Copy every one of the items below word for word, changing nothing.

Lines of data
....
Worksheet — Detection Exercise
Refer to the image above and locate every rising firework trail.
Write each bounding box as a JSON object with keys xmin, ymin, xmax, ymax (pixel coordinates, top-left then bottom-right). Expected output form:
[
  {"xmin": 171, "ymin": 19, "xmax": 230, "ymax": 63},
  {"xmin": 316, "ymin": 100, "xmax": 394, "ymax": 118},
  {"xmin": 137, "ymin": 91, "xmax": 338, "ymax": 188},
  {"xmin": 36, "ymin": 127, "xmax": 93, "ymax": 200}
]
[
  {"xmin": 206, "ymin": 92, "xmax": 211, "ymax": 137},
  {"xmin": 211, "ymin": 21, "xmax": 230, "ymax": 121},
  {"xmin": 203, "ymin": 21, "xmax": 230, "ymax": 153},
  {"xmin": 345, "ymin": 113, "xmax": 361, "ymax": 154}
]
....
# In response
Worksheet — Detection Exercise
Refer to the image above and locate every rising firework trail.
Write each bounding box as a JSON object with keys xmin, ymin, xmax, ymax (pixel coordinates, top-left then bottom-right). Expected output form:
[
  {"xmin": 171, "ymin": 19, "xmax": 230, "ymax": 63},
  {"xmin": 316, "ymin": 100, "xmax": 394, "ymax": 118},
  {"xmin": 137, "ymin": 91, "xmax": 338, "ymax": 188},
  {"xmin": 36, "ymin": 127, "xmax": 93, "ymax": 200}
]
[
  {"xmin": 206, "ymin": 92, "xmax": 211, "ymax": 137},
  {"xmin": 211, "ymin": 21, "xmax": 230, "ymax": 121},
  {"xmin": 203, "ymin": 21, "xmax": 230, "ymax": 153},
  {"xmin": 345, "ymin": 113, "xmax": 361, "ymax": 154}
]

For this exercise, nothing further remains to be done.